== MATERIAL ==

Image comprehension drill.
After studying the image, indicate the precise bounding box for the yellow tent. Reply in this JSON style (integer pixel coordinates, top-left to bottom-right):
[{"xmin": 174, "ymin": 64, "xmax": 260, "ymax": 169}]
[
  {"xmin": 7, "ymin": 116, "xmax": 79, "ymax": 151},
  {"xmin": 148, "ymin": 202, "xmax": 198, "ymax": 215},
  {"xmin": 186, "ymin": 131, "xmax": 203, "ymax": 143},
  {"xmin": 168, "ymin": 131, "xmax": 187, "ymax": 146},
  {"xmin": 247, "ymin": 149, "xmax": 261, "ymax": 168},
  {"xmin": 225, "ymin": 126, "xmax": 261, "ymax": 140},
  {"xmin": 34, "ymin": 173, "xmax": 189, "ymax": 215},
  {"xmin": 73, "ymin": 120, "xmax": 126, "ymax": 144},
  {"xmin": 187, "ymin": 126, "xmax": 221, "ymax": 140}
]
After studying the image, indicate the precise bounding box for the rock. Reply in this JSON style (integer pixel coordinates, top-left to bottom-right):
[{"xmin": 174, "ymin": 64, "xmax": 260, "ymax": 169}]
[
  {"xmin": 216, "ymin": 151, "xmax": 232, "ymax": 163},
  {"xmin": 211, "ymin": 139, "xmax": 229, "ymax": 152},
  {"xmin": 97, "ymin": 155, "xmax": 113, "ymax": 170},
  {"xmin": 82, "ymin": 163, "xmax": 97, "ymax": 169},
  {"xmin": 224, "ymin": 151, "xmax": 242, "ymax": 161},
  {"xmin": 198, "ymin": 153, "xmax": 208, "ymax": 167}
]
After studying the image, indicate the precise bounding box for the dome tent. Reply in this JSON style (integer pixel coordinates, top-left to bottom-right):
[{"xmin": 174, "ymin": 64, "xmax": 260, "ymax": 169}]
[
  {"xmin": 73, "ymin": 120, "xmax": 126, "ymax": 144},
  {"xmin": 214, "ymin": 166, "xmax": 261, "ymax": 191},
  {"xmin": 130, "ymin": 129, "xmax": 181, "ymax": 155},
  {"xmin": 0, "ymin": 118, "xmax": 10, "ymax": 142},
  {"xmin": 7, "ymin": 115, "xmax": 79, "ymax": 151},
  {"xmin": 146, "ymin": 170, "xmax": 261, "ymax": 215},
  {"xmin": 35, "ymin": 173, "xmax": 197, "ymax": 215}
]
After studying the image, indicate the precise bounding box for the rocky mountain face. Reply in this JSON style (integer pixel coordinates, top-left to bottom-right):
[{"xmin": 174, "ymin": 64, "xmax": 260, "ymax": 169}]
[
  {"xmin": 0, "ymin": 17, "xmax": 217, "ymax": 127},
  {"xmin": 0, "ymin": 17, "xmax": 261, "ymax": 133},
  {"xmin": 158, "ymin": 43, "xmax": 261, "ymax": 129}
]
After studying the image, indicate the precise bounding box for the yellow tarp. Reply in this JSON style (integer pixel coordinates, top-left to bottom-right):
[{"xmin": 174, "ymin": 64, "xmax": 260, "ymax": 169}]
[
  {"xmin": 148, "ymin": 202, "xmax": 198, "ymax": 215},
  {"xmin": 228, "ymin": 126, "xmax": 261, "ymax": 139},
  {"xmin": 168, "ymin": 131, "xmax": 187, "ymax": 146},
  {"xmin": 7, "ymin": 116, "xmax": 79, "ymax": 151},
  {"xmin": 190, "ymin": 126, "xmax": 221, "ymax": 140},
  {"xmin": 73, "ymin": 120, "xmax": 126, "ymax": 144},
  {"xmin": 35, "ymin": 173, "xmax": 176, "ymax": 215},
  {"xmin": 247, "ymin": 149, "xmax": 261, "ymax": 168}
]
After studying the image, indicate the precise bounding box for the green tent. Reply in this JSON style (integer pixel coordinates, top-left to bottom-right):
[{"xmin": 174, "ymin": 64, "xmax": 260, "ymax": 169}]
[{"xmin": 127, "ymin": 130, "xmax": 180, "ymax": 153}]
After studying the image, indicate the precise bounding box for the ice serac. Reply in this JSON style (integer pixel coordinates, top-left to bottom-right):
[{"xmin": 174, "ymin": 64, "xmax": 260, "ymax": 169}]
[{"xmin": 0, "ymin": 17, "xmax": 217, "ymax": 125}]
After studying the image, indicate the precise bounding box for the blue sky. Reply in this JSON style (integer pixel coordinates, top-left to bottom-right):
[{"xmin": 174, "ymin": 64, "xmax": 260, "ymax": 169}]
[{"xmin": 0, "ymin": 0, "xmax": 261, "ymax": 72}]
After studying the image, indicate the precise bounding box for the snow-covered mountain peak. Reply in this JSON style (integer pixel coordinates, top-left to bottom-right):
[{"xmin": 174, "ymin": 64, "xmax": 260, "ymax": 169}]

===

| WHAT YOU HAVE TO DO |
Convert the material above into a numbered list with one item per line, and omit any blank lines.

| OUTPUT |
1. Image comprehension drill.
2. After studying the image, indicate the precise bounding box for the yellow tent. Reply in this JSON style (integer pixel coordinates, top-left to bottom-right):
3. [{"xmin": 174, "ymin": 64, "xmax": 260, "ymax": 169}]
4. [
5.   {"xmin": 7, "ymin": 116, "xmax": 79, "ymax": 151},
6.   {"xmin": 148, "ymin": 202, "xmax": 198, "ymax": 215},
7.   {"xmin": 186, "ymin": 131, "xmax": 203, "ymax": 143},
8.   {"xmin": 168, "ymin": 131, "xmax": 187, "ymax": 146},
9.   {"xmin": 247, "ymin": 149, "xmax": 261, "ymax": 168},
10.   {"xmin": 225, "ymin": 126, "xmax": 261, "ymax": 140},
11.   {"xmin": 34, "ymin": 173, "xmax": 189, "ymax": 215},
12.   {"xmin": 73, "ymin": 120, "xmax": 126, "ymax": 144},
13.   {"xmin": 187, "ymin": 126, "xmax": 221, "ymax": 140}
14. ]
15. After studying the image, indicate the precise bounding box for the rock. Reply in this JSON style (integer pixel coordinates, top-left to bottom-right):
16. [{"xmin": 174, "ymin": 64, "xmax": 260, "ymax": 169}]
17. [
18.   {"xmin": 216, "ymin": 151, "xmax": 232, "ymax": 163},
19.   {"xmin": 211, "ymin": 139, "xmax": 229, "ymax": 152},
20.   {"xmin": 97, "ymin": 155, "xmax": 113, "ymax": 170},
21.   {"xmin": 82, "ymin": 163, "xmax": 97, "ymax": 169},
22.   {"xmin": 224, "ymin": 151, "xmax": 242, "ymax": 161},
23.   {"xmin": 198, "ymin": 153, "xmax": 208, "ymax": 167}
24. ]
25. After studying the image, indicate the precise bounding box for the dome tent. Reply in this JSON style (integer pixel coordinates, top-left to bottom-right):
26. [{"xmin": 174, "ymin": 64, "xmax": 260, "ymax": 169}]
27. [
28.   {"xmin": 73, "ymin": 120, "xmax": 126, "ymax": 144},
29.   {"xmin": 214, "ymin": 166, "xmax": 261, "ymax": 191},
30.   {"xmin": 130, "ymin": 129, "xmax": 181, "ymax": 155},
31.   {"xmin": 0, "ymin": 118, "xmax": 10, "ymax": 142},
32.   {"xmin": 7, "ymin": 115, "xmax": 79, "ymax": 151},
33.   {"xmin": 146, "ymin": 170, "xmax": 261, "ymax": 215},
34.   {"xmin": 35, "ymin": 173, "xmax": 197, "ymax": 215}
35. ]
36. After studying the image, indicate the precise bounding box for the rocky mountain face. Reply in this JSON style (integer pixel coordinates, top-left to bottom-right):
37. [{"xmin": 174, "ymin": 64, "xmax": 260, "ymax": 169}]
38. [
39.   {"xmin": 0, "ymin": 17, "xmax": 217, "ymax": 127},
40.   {"xmin": 0, "ymin": 17, "xmax": 261, "ymax": 133},
41.   {"xmin": 158, "ymin": 43, "xmax": 261, "ymax": 129}
42. ]
43. After studying the image, indicate the precise bounding box for the yellow tarp. Reply in this JSON style (integer pixel coordinates, top-left to bottom-right):
44. [{"xmin": 174, "ymin": 64, "xmax": 260, "ymax": 169}]
45. [
46.   {"xmin": 148, "ymin": 202, "xmax": 198, "ymax": 215},
47.   {"xmin": 228, "ymin": 126, "xmax": 261, "ymax": 139},
48.   {"xmin": 168, "ymin": 131, "xmax": 187, "ymax": 146},
49.   {"xmin": 7, "ymin": 116, "xmax": 79, "ymax": 151},
50.   {"xmin": 190, "ymin": 126, "xmax": 221, "ymax": 140},
51.   {"xmin": 73, "ymin": 120, "xmax": 126, "ymax": 144},
52.   {"xmin": 35, "ymin": 173, "xmax": 176, "ymax": 215},
53.   {"xmin": 247, "ymin": 149, "xmax": 261, "ymax": 168}
54. ]
55. After studying the image, indicate the precise bounding box for the green tent. Reply in this JSON style (integer pixel coordinates, top-left to bottom-right):
56. [{"xmin": 174, "ymin": 64, "xmax": 260, "ymax": 169}]
57. [{"xmin": 127, "ymin": 130, "xmax": 180, "ymax": 153}]
58. After studying the image, indicate the precise bounding box for the ice serac. Reply in this JSON style (integer pixel coordinates, top-left to bottom-right):
59. [{"xmin": 174, "ymin": 64, "xmax": 260, "ymax": 169}]
60. [{"xmin": 0, "ymin": 17, "xmax": 217, "ymax": 125}]
61. After studying the image, indicate the precise bounding box for the blue sky. Reply in this JSON style (integer pixel coordinates, top-left to bottom-right):
62. [{"xmin": 174, "ymin": 64, "xmax": 260, "ymax": 169}]
63. [{"xmin": 0, "ymin": 0, "xmax": 261, "ymax": 72}]
64. After studying the image, indicate the precise bounding box for the snow-covered mountain peak. Reply in this JSON style (integer pixel coordinates, top-left to bottom-right):
65. [{"xmin": 174, "ymin": 64, "xmax": 260, "ymax": 169}]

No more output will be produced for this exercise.